- _Excerpt_
BEGIN

Sen. Elizabeth Warren, D-Mass., cited a similar statistic and emphasized the difficulty of such situations, taking the opportunity to condemn 20-week abortion bans.
“Only 1.3 percent of abortions take place at 21 weeks or later, and the reasons are heartbreaking. 20-week abortion bans are dangerous and cruel,” Sen. Warren claimed. “They would force women to carry an unviable fetus to term or force women with severe health complications to stay pregnant with their lives on the line … We must not allow politicians to make this decision for parents and families just so they can score cheap political points.”
Bans on abortion past 20 weeks are in response to a growing body of scientific evidence that suggests that unborn babies feel pain at 20 weeks. There are also rare but increasing instances of children, like Micah Pickering, who have survived birth at 21-22 weeks.
Author Marianne Williamson said, “Late abortions are done infrequently and for medical reasons. This decision should be up to the woman and her doctor, not the government.”

END

- _List of tasks_
(A) Render this sentence from the excerpt on 20-week abortion bans in Spanish: "Late abortions are done infrequently and for medical reasons."
(B) Answer each question using the excerpt on 20-week abortion bans.
(i) According to Sen. Warren, what percentage of abortions take place at 21 weeks or later?
(ii) At how many weeks does the cited scientific evidence suggest unborn babies feel pain?
(iii) According to Marianne Williamson, who should the decision be up to?
(C) Rewrite the stretch of the excerpt on 20-week abortion bans from "Sen. Elizabeth Warren, D-Mass., cited" through "at 21-22 weeks.", replacing "politicians" with "lawmakers".
The listing after this point comes from an unrelated source.

- _Extracted material_
BEGIN

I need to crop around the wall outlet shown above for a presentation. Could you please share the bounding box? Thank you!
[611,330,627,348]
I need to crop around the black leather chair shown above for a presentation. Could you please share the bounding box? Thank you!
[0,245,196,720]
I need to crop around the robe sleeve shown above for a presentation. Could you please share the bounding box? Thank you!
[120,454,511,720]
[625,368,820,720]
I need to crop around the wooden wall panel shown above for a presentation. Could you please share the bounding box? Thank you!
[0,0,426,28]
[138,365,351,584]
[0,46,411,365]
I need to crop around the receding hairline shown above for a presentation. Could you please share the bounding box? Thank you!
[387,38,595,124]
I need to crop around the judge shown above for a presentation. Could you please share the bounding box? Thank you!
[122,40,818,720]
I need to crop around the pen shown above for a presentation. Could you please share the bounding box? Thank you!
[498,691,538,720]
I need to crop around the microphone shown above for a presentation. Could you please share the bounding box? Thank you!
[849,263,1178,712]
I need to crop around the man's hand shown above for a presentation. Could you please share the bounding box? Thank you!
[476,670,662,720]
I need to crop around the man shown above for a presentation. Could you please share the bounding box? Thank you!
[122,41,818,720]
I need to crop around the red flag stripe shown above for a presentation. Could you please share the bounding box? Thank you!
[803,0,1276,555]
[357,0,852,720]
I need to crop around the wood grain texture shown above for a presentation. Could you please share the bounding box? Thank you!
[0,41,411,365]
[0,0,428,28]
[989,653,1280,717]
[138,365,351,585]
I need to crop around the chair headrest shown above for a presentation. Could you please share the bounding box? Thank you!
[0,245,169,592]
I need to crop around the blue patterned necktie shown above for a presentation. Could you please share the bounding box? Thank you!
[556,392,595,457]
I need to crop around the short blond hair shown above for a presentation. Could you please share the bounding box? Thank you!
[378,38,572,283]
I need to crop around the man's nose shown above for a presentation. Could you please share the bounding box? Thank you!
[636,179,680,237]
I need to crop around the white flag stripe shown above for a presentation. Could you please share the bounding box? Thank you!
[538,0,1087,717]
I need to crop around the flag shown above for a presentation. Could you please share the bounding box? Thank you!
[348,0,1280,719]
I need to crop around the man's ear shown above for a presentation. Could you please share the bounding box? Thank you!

END

- _Numbered answers_
(A) Los abortos tardíos se realizan con poca frecuencia y por razones médicas.

(B)
(i) 1.3 percent
(ii) 20 weeks
(iii) The woman and her doctor

(C)
Sen. Elizabeth Warren, D-Mass., cited a similar statistic and emphasized the difficulty of such situations, taking the opportunity to condemn 20-week abortion bans.
“Only 1.3 percent of abortions take place at 21 weeks or later, and the reasons are heartbreaking. 20-week abortion bans are dangerous and cruel,” Sen. Warren claimed. “They would force women to carry an unviable fetus to term or force women with severe health complications to stay pregnant with their lives on the line … We must not allow lawmakers to make this decision for parents and families just so they can score cheap political points.”
Bans on abortion past 20 weeks are in response to a growing body of scientific evidence that suggests that unborn babies feel pain at 20 weeks. There are also rare but increasing instances of children, like Micah Pickering, who have survived birth at 21-22 weeks.